(WORK TO COMPLETE): Every line of the data, first to last, must be written out unchanged.

Stored items:
==*==

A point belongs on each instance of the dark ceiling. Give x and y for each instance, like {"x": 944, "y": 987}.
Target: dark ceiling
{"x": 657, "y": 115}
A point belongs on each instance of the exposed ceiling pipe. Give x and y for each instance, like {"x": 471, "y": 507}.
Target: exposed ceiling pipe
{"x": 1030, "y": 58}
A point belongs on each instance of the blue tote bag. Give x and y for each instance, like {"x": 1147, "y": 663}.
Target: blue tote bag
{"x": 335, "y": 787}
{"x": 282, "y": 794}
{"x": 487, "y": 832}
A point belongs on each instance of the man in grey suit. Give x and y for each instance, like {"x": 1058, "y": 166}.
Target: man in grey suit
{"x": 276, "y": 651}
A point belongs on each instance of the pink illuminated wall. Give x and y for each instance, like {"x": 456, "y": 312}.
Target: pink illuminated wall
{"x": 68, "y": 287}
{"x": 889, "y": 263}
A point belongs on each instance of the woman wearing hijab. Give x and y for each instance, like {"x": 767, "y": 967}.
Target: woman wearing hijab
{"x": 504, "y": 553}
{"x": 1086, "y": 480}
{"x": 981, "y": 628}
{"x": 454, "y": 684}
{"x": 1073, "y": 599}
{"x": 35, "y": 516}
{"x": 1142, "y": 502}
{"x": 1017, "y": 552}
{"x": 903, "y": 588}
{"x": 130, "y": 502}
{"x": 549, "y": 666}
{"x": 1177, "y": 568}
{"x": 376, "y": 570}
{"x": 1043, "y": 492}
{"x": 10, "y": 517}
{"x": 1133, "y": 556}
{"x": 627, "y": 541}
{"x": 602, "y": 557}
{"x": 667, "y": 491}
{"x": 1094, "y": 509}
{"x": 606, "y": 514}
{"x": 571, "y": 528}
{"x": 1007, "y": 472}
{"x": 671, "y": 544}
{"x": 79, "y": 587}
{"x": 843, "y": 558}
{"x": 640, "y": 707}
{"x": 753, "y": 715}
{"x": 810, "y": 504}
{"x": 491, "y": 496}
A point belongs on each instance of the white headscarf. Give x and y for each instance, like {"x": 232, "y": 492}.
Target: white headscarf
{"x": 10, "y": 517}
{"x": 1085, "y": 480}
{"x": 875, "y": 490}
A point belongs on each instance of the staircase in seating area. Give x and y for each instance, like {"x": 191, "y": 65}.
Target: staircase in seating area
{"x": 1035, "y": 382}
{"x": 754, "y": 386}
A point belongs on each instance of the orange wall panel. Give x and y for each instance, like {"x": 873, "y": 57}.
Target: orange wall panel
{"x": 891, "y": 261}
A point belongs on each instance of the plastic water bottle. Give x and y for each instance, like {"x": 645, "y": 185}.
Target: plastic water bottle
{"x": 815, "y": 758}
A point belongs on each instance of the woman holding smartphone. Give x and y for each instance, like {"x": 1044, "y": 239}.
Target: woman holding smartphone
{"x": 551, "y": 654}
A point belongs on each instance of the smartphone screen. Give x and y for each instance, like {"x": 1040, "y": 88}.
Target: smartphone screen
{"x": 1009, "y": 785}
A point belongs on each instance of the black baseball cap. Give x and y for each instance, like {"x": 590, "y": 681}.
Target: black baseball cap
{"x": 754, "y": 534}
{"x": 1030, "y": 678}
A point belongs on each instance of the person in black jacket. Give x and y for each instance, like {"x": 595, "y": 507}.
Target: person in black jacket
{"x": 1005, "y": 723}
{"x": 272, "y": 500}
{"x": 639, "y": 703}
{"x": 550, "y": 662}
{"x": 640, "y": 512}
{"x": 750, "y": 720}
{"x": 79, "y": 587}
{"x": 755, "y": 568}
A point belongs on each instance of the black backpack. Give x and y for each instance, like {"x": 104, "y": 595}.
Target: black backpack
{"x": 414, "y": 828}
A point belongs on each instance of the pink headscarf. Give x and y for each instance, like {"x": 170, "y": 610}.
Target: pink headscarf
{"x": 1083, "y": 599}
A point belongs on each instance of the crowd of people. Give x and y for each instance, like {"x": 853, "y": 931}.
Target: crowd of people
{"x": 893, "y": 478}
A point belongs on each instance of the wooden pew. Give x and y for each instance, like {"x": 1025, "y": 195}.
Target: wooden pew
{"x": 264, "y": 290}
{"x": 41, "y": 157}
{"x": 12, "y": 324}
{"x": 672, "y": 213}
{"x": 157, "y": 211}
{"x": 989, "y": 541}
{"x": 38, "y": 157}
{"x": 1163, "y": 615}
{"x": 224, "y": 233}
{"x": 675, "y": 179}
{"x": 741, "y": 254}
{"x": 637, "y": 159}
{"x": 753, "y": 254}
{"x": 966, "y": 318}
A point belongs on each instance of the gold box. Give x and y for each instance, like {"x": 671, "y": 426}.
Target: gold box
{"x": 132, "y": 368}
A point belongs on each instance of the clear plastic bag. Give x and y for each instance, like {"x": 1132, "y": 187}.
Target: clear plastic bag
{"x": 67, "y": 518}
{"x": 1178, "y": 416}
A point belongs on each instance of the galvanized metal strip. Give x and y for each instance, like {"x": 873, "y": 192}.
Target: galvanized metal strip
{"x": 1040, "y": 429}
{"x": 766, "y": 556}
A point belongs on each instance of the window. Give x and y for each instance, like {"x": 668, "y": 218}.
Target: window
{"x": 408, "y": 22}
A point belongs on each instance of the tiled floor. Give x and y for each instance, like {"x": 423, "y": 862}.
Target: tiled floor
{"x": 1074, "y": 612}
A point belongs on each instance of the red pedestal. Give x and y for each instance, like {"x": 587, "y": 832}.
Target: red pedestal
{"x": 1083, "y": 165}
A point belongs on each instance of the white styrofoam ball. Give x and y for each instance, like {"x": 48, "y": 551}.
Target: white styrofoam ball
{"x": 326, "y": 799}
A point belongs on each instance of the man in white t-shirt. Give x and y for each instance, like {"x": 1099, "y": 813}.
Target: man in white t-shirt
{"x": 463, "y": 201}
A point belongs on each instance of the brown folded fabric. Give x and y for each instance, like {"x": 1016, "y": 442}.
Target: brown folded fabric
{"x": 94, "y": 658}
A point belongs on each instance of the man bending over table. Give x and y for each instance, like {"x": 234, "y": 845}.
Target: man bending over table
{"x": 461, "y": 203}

==*==

(RESULT OF THIS TASK):
A point belongs on each instance of the dark ceiling. Give x and y for each instance, like {"x": 944, "y": 987}.
Target: dark ceiling
{"x": 657, "y": 115}
A point belongs on each instance of the exposed ceiling pipe. Give x and y for each instance, like {"x": 471, "y": 507}.
Target: exposed ceiling pipe
{"x": 1030, "y": 58}
A point belongs on each instance of the blue tote bag. Give x and y for each instance, like {"x": 1147, "y": 663}.
Target: blue tote bag
{"x": 335, "y": 787}
{"x": 282, "y": 794}
{"x": 487, "y": 832}
A point belongs on each instance of the man in grey suit. Give x and y for each instance, like {"x": 1058, "y": 166}.
Target: man in grey suit
{"x": 276, "y": 651}
A point belongs on each instance of the pink illuminated wall. Give x and y for each instance, like {"x": 456, "y": 312}.
Target: pink illuminated wall
{"x": 68, "y": 287}
{"x": 889, "y": 263}
A point belongs on each instance of the woman wearing hijab. Give x and y for each instance, like {"x": 767, "y": 967}.
Target: woman wearing hijab
{"x": 504, "y": 553}
{"x": 1086, "y": 480}
{"x": 981, "y": 628}
{"x": 454, "y": 684}
{"x": 1073, "y": 599}
{"x": 35, "y": 516}
{"x": 1142, "y": 502}
{"x": 1017, "y": 552}
{"x": 903, "y": 588}
{"x": 130, "y": 502}
{"x": 549, "y": 666}
{"x": 1177, "y": 568}
{"x": 376, "y": 570}
{"x": 1043, "y": 492}
{"x": 10, "y": 517}
{"x": 1133, "y": 556}
{"x": 627, "y": 541}
{"x": 602, "y": 557}
{"x": 667, "y": 491}
{"x": 1094, "y": 509}
{"x": 606, "y": 514}
{"x": 571, "y": 528}
{"x": 1007, "y": 472}
{"x": 671, "y": 544}
{"x": 79, "y": 587}
{"x": 843, "y": 558}
{"x": 640, "y": 707}
{"x": 753, "y": 715}
{"x": 810, "y": 504}
{"x": 491, "y": 496}
A point belongs on each instance of the white headscarf. Give x and y for each instance, like {"x": 232, "y": 492}.
Target: white headscarf
{"x": 10, "y": 517}
{"x": 1085, "y": 480}
{"x": 875, "y": 490}
A point belongs on each instance of the staircase in seating area. Give x and y for each instance, like {"x": 191, "y": 65}.
Target: staircase in seating area
{"x": 1035, "y": 382}
{"x": 754, "y": 386}
A point belongs on each instance of the orange wall panel. Give x and y for each instance, like {"x": 873, "y": 57}.
Target: orange wall panel
{"x": 891, "y": 261}
A point belongs on each instance of the plastic water bottle. Give x and y for each instance, like {"x": 645, "y": 185}.
Target: plastic water bottle
{"x": 815, "y": 758}
A point belongs on each instance of the woman holding smartphone. Give x and y for each instance, like {"x": 1044, "y": 239}.
Target: woman holding smartphone
{"x": 551, "y": 654}
A point belongs on each instance of the smartphone screen. Give x and y for each instance, like {"x": 1040, "y": 88}.
Target: smartphone screen
{"x": 1009, "y": 785}
A point belongs on each instance of the black baseball cap. Give x and y for each instance, like {"x": 590, "y": 681}.
Target: black baseball cap
{"x": 754, "y": 534}
{"x": 1030, "y": 678}
A point belongs on each instance of the person in black jacket. Give x and y for each instance, like {"x": 595, "y": 507}.
Target: person in black jacket
{"x": 1005, "y": 723}
{"x": 272, "y": 500}
{"x": 639, "y": 703}
{"x": 550, "y": 662}
{"x": 640, "y": 512}
{"x": 750, "y": 720}
{"x": 79, "y": 587}
{"x": 755, "y": 568}
A point belongs on each instance of the black backpack. Give x and y for each instance, like {"x": 104, "y": 595}.
Target: black backpack
{"x": 414, "y": 828}
A point belongs on each instance of the pink headscarf. Give x and y for each instance, like {"x": 170, "y": 610}.
Target: pink headscarf
{"x": 1083, "y": 599}
A point belongs on each instance of the crowd of people. Give x and y for each instance, like {"x": 853, "y": 931}.
Target: crowd of people
{"x": 893, "y": 478}
A point belongs on each instance of the wooden pew. Give x and y for each instance, like {"x": 1025, "y": 195}.
Target: wooden pew
{"x": 264, "y": 290}
{"x": 41, "y": 157}
{"x": 12, "y": 324}
{"x": 672, "y": 213}
{"x": 157, "y": 211}
{"x": 989, "y": 541}
{"x": 38, "y": 157}
{"x": 1163, "y": 615}
{"x": 224, "y": 233}
{"x": 675, "y": 179}
{"x": 741, "y": 254}
{"x": 637, "y": 159}
{"x": 753, "y": 254}
{"x": 966, "y": 318}
A point belongs on each instance of the gold box. Give x and y for each instance, like {"x": 671, "y": 426}.
Target: gold box
{"x": 132, "y": 368}
A point belongs on each instance of the clear plastic bag. Give x and y for each instance, like {"x": 1132, "y": 187}.
Target: clear plastic bag
{"x": 67, "y": 518}
{"x": 1178, "y": 416}
A point belongs on each instance of the galvanized metal strip. Give x and y for each instance, like {"x": 873, "y": 192}.
Target: galvanized metal strip
{"x": 1040, "y": 429}
{"x": 766, "y": 556}
A point belongs on each instance of the window. Give x and y for each instance, like {"x": 668, "y": 218}.
Target: window
{"x": 408, "y": 22}
A point belongs on each instance of the tiled floor. Give x and y for each instance, like {"x": 423, "y": 862}.
Target: tiled floor
{"x": 1074, "y": 612}
A point belongs on each instance of the red pedestal. Give x and y for each instance, like {"x": 587, "y": 832}.
Target: red pedestal
{"x": 1083, "y": 165}
A point belongs on each instance of the white styrofoam ball. Give x and y for each instance, like {"x": 48, "y": 551}.
Target: white styrofoam ball
{"x": 326, "y": 799}
A point belongs on each instance of the man in white t-shirt. Give x and y for each instance, like {"x": 1099, "y": 813}.
Target: man in white t-shirt
{"x": 463, "y": 201}
A point belongs on each instance of the brown folded fabric. Give x and y for each instance, like {"x": 1016, "y": 442}.
Target: brown folded fabric
{"x": 94, "y": 658}
A point belongs on each instance of the man bending over table. Give x and y for each instance, like {"x": 234, "y": 845}.
Target: man bending over table
{"x": 461, "y": 203}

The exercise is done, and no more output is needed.